- **Exercise**: Place every line of the records below into a JSON list of strings, one string per line, and leave out any blank lines.

▬▬▬▬▬▬

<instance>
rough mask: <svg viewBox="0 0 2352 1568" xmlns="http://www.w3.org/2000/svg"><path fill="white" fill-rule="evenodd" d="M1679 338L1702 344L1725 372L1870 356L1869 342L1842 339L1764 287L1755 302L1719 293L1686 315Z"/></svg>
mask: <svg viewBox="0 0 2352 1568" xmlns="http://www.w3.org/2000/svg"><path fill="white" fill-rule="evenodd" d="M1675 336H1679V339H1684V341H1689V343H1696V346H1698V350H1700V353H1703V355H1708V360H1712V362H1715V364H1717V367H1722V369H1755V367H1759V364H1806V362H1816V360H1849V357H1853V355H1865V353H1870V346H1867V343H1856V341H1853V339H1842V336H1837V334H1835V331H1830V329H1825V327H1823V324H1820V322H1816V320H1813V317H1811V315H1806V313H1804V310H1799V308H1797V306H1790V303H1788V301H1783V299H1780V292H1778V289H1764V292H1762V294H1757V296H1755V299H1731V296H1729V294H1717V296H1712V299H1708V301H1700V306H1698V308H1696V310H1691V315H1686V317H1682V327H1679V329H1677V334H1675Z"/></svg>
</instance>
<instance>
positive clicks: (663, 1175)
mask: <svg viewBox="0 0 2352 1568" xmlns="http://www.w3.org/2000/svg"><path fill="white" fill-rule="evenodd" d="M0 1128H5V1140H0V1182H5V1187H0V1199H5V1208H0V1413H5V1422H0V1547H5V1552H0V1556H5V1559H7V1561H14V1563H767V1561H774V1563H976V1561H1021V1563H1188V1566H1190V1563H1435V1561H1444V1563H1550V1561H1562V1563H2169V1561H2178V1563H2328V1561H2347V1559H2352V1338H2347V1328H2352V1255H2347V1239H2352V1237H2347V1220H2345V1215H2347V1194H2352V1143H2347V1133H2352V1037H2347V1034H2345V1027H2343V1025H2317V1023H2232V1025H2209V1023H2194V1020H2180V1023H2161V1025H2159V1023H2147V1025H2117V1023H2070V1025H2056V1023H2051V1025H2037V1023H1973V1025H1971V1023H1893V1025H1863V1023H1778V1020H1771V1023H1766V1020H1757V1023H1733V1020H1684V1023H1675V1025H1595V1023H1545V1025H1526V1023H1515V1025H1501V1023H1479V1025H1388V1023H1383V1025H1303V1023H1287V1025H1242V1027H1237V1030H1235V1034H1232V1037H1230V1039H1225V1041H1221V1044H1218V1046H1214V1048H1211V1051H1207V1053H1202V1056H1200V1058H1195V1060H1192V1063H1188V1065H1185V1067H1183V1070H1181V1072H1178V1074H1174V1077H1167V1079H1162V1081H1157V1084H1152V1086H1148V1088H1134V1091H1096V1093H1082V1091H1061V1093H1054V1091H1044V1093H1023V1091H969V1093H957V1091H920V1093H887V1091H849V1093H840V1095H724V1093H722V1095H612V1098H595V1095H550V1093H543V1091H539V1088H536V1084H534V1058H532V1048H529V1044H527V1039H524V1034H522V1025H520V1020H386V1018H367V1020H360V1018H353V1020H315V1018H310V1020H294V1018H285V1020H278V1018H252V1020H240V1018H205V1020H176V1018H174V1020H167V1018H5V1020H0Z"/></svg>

▬▬▬▬▬▬

- **Exercise answer**:
[
  "<instance>",
  "rough mask: <svg viewBox=\"0 0 2352 1568\" xmlns=\"http://www.w3.org/2000/svg\"><path fill=\"white\" fill-rule=\"evenodd\" d=\"M1679 338L1702 344L1725 372L1870 356L1869 342L1842 339L1764 287L1755 302L1719 293L1686 315Z\"/></svg>",
  "mask: <svg viewBox=\"0 0 2352 1568\" xmlns=\"http://www.w3.org/2000/svg\"><path fill=\"white\" fill-rule=\"evenodd\" d=\"M1675 336H1679V339H1684V341H1689V343H1696V346H1698V350H1700V353H1703V355H1708V360H1712V362H1715V364H1717V367H1722V369H1755V367H1759V364H1806V362H1816V360H1849V357H1853V355H1865V353H1870V346H1867V343H1856V341H1853V339H1842V336H1837V334H1835V331H1830V329H1825V327H1823V324H1820V322H1816V320H1813V317H1811V315H1806V313H1804V310H1799V308H1797V306H1790V303H1788V301H1783V299H1780V292H1778V289H1764V292H1762V294H1757V296H1755V299H1731V296H1729V294H1717V296H1712V299H1708V301H1700V306H1698V308H1696V310H1691V315H1686V317H1682V327H1679V329H1677V334H1675Z\"/></svg>",
  "</instance>",
  "<instance>",
  "positive clicks: (663, 1175)",
  "mask: <svg viewBox=\"0 0 2352 1568\" xmlns=\"http://www.w3.org/2000/svg\"><path fill=\"white\" fill-rule=\"evenodd\" d=\"M0 1128H5V1140H0V1182H5V1187H0V1199H5V1208H0V1413H5V1422H0V1547H5V1552H0V1556H5V1559H7V1561H14V1563H767V1561H774V1563H976V1561H1021V1563H1188V1566H1190V1563H1435V1561H1444V1563H1550V1561H1562V1563H2169V1561H2178V1563H2328V1561H2347V1559H2352V1338H2347V1328H2352V1255H2347V1239H2352V1237H2347V1220H2345V1215H2347V1194H2352V1143H2347V1133H2352V1037H2347V1034H2345V1027H2343V1025H2317V1023H2232V1025H2209V1023H2194V1020H2180V1023H2161V1025H2159V1023H2147V1025H2117V1023H2070V1025H2056V1023H2051V1025H2037V1023H1973V1025H1971V1023H1893V1025H1863V1023H1778V1020H1771V1023H1766V1020H1757V1023H1733V1020H1684V1023H1675V1025H1595V1023H1545V1025H1526V1023H1515V1025H1501V1023H1479V1025H1388V1023H1383V1025H1303V1023H1287V1025H1242V1027H1237V1030H1235V1034H1232V1037H1230V1039H1225V1041H1221V1044H1218V1046H1214V1048H1211V1051H1207V1053H1202V1056H1200V1058H1195V1060H1192V1063H1188V1065H1185V1067H1183V1070H1181V1072H1178V1074H1174V1077H1167V1079H1162V1081H1157V1084H1152V1086H1148V1088H1134V1091H1096V1093H1082V1091H1061V1093H1054V1091H1044V1093H1023V1091H969V1093H957V1091H920V1093H887V1091H849V1093H840V1095H724V1093H722V1095H612V1098H595V1095H550V1093H543V1091H539V1088H536V1084H534V1058H532V1048H529V1044H527V1039H524V1034H522V1025H520V1020H386V1018H367V1020H360V1018H353V1020H315V1018H310V1020H294V1018H285V1020H278V1018H252V1020H240V1018H205V1020H176V1018H174V1020H167V1018H5V1020H0Z\"/></svg>"
]